(Exercise requirements):
Reproduce the listing below line for line, word for word, and omit the pictures from your answer.

(A data block):
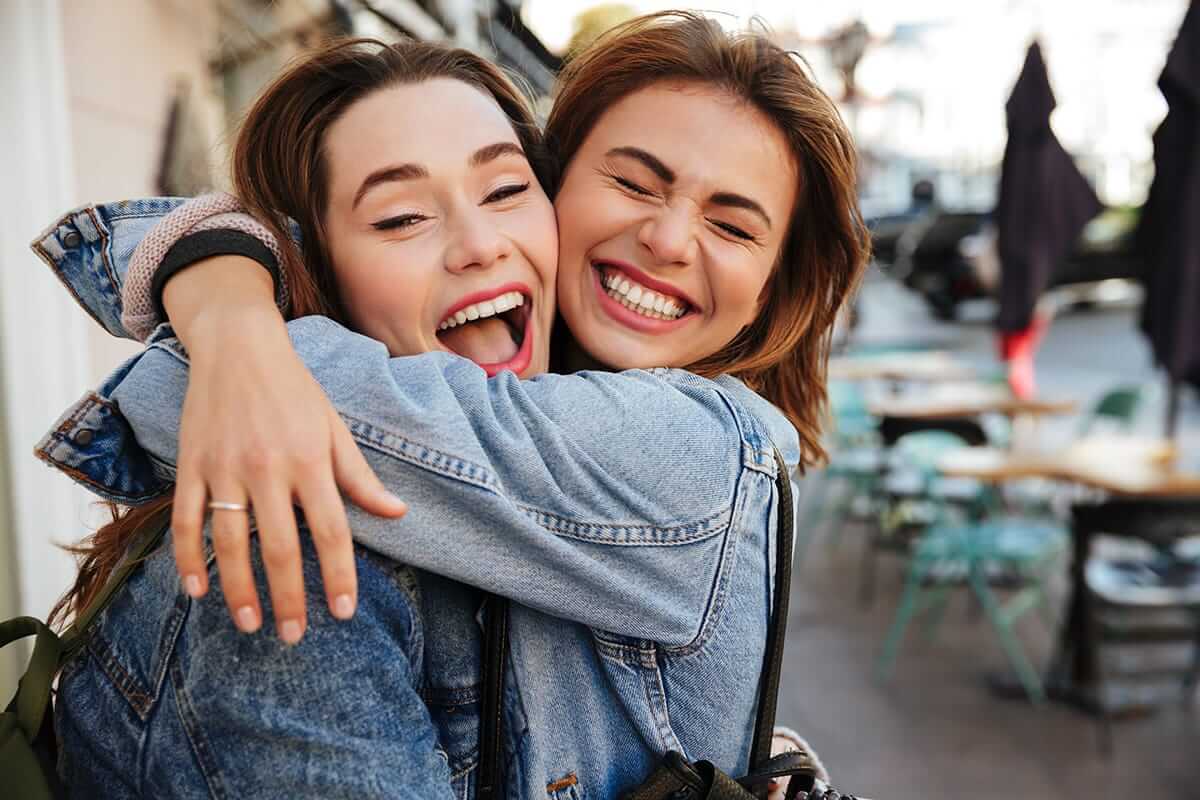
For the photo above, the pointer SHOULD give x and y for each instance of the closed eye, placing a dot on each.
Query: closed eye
(625, 184)
(733, 230)
(505, 192)
(399, 223)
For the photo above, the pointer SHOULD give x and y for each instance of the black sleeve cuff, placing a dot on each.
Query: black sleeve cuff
(205, 244)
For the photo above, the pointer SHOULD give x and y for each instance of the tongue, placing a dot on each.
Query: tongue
(485, 341)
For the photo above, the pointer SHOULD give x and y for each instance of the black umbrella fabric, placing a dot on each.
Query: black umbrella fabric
(1169, 232)
(1044, 199)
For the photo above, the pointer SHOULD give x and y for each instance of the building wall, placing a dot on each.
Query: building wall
(124, 61)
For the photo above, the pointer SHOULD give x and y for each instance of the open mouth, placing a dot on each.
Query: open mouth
(637, 300)
(493, 329)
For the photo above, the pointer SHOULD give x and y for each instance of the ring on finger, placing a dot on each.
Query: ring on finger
(221, 505)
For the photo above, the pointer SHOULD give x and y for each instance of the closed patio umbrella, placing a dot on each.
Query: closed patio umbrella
(1169, 232)
(1044, 204)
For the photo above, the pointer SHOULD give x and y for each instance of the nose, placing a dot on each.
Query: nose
(474, 241)
(670, 234)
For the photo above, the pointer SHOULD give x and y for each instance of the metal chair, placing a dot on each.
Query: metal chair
(1145, 629)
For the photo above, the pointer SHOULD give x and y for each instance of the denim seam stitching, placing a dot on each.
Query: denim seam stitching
(657, 701)
(721, 582)
(120, 678)
(201, 747)
(625, 534)
(431, 458)
(49, 262)
(106, 246)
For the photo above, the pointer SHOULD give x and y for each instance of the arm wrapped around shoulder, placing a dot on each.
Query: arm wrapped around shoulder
(210, 224)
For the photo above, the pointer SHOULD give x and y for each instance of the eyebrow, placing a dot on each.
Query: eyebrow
(739, 202)
(652, 162)
(415, 172)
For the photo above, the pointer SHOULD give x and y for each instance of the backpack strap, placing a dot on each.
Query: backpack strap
(491, 722)
(773, 659)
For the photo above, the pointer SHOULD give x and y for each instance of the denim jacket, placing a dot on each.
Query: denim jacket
(629, 516)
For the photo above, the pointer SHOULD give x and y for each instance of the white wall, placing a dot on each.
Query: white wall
(42, 335)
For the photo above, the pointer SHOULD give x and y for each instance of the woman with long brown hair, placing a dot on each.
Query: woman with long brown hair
(721, 238)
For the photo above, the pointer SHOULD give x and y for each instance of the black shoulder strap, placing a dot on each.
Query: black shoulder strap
(491, 725)
(773, 660)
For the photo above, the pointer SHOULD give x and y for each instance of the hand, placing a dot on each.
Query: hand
(786, 740)
(258, 429)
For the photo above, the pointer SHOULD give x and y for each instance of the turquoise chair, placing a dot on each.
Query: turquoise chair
(856, 459)
(1012, 552)
(916, 495)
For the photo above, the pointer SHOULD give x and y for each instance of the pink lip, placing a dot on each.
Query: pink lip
(647, 281)
(487, 294)
(631, 318)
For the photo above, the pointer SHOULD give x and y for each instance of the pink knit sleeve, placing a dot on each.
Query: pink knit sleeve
(216, 211)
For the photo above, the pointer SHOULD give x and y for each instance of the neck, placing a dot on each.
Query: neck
(575, 359)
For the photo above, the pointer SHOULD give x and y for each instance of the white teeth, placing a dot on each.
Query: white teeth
(640, 299)
(480, 310)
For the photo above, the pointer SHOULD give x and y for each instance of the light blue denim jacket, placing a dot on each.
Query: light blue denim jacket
(630, 516)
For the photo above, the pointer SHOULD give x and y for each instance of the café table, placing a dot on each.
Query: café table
(965, 400)
(1144, 482)
(899, 367)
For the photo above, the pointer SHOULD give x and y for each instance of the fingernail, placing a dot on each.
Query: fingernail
(343, 607)
(289, 631)
(247, 619)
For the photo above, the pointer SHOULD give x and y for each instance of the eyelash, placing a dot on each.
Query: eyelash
(733, 230)
(408, 220)
(396, 223)
(505, 192)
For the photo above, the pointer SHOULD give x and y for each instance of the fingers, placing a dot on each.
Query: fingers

(Answer for this exercise):
For the photo above, the pointer SHOULD give x and y for each instance of the closed eye, placing a dot on each.
Query: closed eye
(625, 184)
(733, 230)
(505, 192)
(399, 223)
For the photo above, the pointer SHOULD give x and y for each instance of the black sleeve cuff, placing a dot on each.
Query: black sleeve cuff
(205, 244)
For the photo above, the pointer SHOULD give x and y for each instance of the tongue, placing a dot on each.
Query: tongue
(485, 341)
For the photo above, the pointer SHOULD give x and y for each instance of the black umbrella fabric, placing a dot on each.
Query: black umbrella fabric
(1169, 232)
(1044, 199)
For the photo above, the pointer SHOULD give x and y for each instance of the building wall, placing a dot on each.
Query: building wall
(124, 61)
For the photo above, the pointer SHOULD give x and y for each instance of the open mouth, placing a dot on each.
Query: open mouth
(637, 300)
(493, 329)
For the photo above, the pointer SHOULD give x and y for each instance of the ring on finger, placing a dot on each.
Query: ring on finger
(221, 505)
For the photo above, the pointer SHOULD give x and y for each instance of the closed patio umbrella, placing a dot on each.
Query: closed patio umbrella
(1169, 232)
(1044, 204)
For the photo above, the pointer SHOULD give x and y for each instance of the nose, placing a dot on each.
Query: nose
(474, 241)
(670, 234)
For the photo above, the pointer SHOULD give x and y for each instance of the metal chair, placing a dot on each.
Query: metal chair
(1145, 629)
For the photo above, the pointer SHOULD give x and y for each instance of the denim seam stitching, placing a dot on each.
Query: denim seam stitching
(657, 701)
(721, 582)
(120, 678)
(201, 747)
(625, 534)
(431, 458)
(49, 262)
(106, 246)
For the photo above, the pointer SHOULD give x and y for each instance of the arm wrapped around shoulder, placing a dot on each.
Query: arm wrapped around shoulder
(210, 224)
For the photo above, the pointer SHOULD give x and y for each instance of the eyebrow, placing a dot on each.
Query: eyebrow
(739, 202)
(652, 162)
(415, 172)
For the photo above, the pointer SHOULD give x and y for each instance of the backpack strap, placing a dot on each.
Query: backpack strap
(491, 722)
(773, 659)
For the photo above, the pointer SHOULD give x and y for each instance of the denim jacket, placing a dot on each.
Query: denim jacket
(629, 516)
For the photo above, the pointer SHOULD give x and y for each instance of the white wall, placing a dot on each.
Query: white wall
(42, 335)
For the photo above, the pointer SHOULD give x and y for each instance of the woman with long brown hair, placing a dot on each.
Query: woman with long brown hair
(721, 238)
For the photo above, the pointer SHOULD give x and y for each instance of the black shoulder strap, placing a dot on each.
Query: black shoulder strap
(491, 725)
(773, 660)
For the photo above, the pointer SHOULD give x and y for each instance of the hand, placing a dot on each.
Query: hand
(786, 740)
(258, 429)
For the photo above, the pointer SHOULD give x and y for each instance of the turquoise chair, placing a dot on each.
Query: turquoise chair
(856, 459)
(1012, 552)
(916, 495)
For the photo above, the pointer SHOULD give x and y for each instance of the pink lip, placing a dot on each.
Query: pink lip
(647, 281)
(487, 294)
(631, 318)
For the photo above, the pointer SHOULD give x and y for each instance of the pink knit sleeve, placing a dot on each.
Query: pink knit sleeve
(216, 211)
For the photo above, the pointer SHOULD give x and y for each instance of the neck, placing a dot on each.
Query: neck
(575, 359)
For the photo above, the pointer SHOULD give x and y for each instance of the white teeth, placing a dot on each.
Query: white teeth
(640, 299)
(480, 310)
For the photo above, the pointer SHOULD give x and y for each instance of the light blue denim jacket, placing a dot on each.
Query: light blue denim jacket
(630, 516)
For the photo above, the pointer SHOULD give x and y for each instance of the café table, placing a dot on each.
Query: café table
(965, 400)
(1144, 482)
(899, 367)
For the photo above, the pointer SHOULD give x and y for each instance of the fingernail, placing a dot on each.
Query: fingernail
(343, 607)
(289, 631)
(247, 619)
For the photo above, the pointer SHOULD give x and y for each instance of the eyelash, placing a dot on each.
Query: eyelash
(733, 230)
(408, 220)
(396, 223)
(505, 192)
For the photo above, the pointer SHOULD give x and y for each instance of the fingers, placing a dot on each.
Query: fingers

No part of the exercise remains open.